§ Problem details
An exact transcription of the entries is required, with none of the pictures carried over.

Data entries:
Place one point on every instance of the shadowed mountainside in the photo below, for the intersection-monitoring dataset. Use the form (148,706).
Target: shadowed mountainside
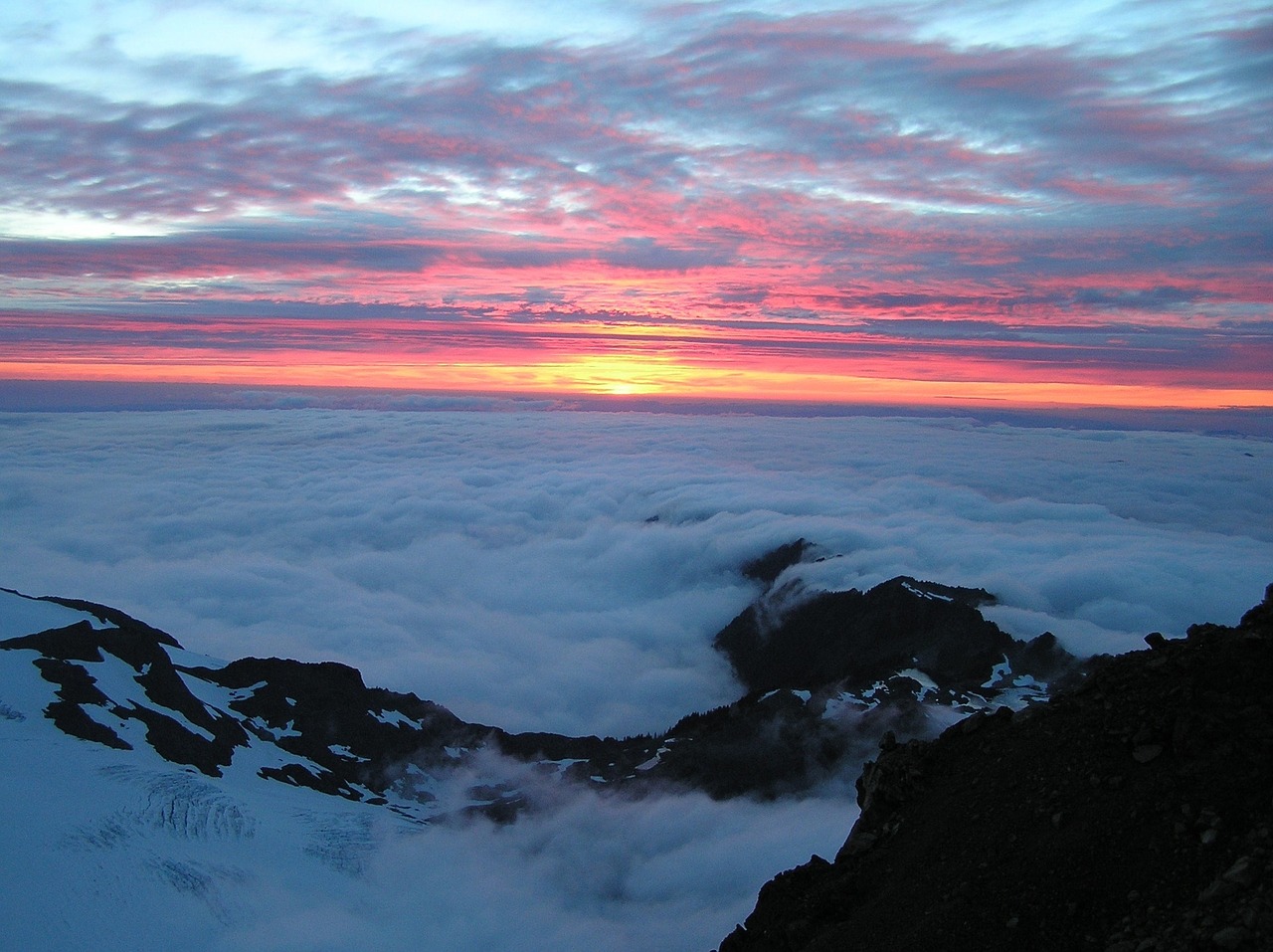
(839,669)
(1128,815)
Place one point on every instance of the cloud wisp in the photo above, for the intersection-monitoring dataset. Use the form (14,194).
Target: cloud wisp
(739,188)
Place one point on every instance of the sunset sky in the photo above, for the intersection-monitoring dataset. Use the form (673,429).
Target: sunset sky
(971,201)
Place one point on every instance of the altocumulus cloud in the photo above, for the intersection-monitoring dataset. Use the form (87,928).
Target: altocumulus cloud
(510,564)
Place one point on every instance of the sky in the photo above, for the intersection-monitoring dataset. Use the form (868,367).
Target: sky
(973,203)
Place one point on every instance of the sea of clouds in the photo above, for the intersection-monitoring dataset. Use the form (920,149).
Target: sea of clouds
(567,570)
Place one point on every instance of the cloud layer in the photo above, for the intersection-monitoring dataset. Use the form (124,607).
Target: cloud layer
(710,197)
(567,570)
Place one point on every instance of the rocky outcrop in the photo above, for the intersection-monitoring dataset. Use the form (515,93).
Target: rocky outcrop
(1131,814)
(839,669)
(800,639)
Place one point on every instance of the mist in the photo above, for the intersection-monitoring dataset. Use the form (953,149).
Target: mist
(567,570)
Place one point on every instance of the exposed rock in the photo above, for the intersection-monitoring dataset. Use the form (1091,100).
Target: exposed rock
(1019,820)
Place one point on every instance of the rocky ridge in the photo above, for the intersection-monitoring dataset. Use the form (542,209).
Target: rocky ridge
(1130,814)
(840,668)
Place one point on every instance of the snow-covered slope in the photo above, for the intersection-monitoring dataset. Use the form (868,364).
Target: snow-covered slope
(155,797)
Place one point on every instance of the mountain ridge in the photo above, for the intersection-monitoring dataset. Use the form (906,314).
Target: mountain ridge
(1130,814)
(326,729)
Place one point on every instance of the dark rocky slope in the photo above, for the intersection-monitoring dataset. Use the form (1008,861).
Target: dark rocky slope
(1131,814)
(828,672)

§ Written answer
Place one point on every instance of the shadowed mountainside in the photo below, for the intersection-monitoring dataset. Use the form (148,706).
Target: shadowed mountainside
(839,669)
(1128,815)
Place one point on every instance of the cloud wisp in the photo above, for the intersection-monitoring dataset. Use the form (14,194).
Target: cloud wisp
(739,188)
Place one point on every instance of the sunset sky in the photo above, for the intersection-monitoring dataset. Use the form (673,429).
Target: sunset sky
(971,201)
Place one point on every instance of the altocumulus cloud in the photo above, for the intersection-monitoring dataset. Use the form (87,928).
Target: altocumulus cloud
(510,564)
Place one point on every instance of the sky in the photo above, for the intersection-monitoring dataset. Use the form (868,367).
Target: sky
(973,203)
Place one point on every instance of the sea of clouds in the photo above, for the intersection-monitoring dataset. Use the form (920,149).
Target: sea of clouds
(567,570)
Place one point on every instance of the cloud layer in the photo above, for the intersection-monitoring dataset. Use the form (124,607).
Target: cloud layer
(710,197)
(567,570)
Place one point on every instance of the rocky outcrop in the photo above, for the intersection-monitoring dataset. Use the form (515,93).
Target: rocky outcrop
(1131,814)
(839,669)
(800,639)
Place one point on every instance of the mist in the photo above, for the intersection-monitoring dataset. Use the form (953,149).
Target: mist
(567,570)
Place one point on every instance of the exposed rock in the photo above, for the intersection-monitoring dataset. Use the form (1091,100).
Target: exposed rock
(1019,820)
Place one point on every instance of the rocky ridge in the photo above, for the intersection-monitoring dataset. Use the form (542,209).
Target: rocky ridge
(1130,814)
(840,668)
Place one point on every instance of the snow-covered slope in the photo above, for the intersection-monitoring dataset. Use the form (868,364).
Target: snow-covered slope
(155,797)
Place one point on every instance of the mountain ridge in the photo above, for the intersection-monitoring dataset. Use the form (906,314).
Target: mountain ridge
(1130,814)
(326,729)
Place one point on every instance of the dark rocky slope in the photo above, for the intersection-monitoring dataset. Use the form (1008,861).
Target: dark rocky slope
(1131,814)
(828,672)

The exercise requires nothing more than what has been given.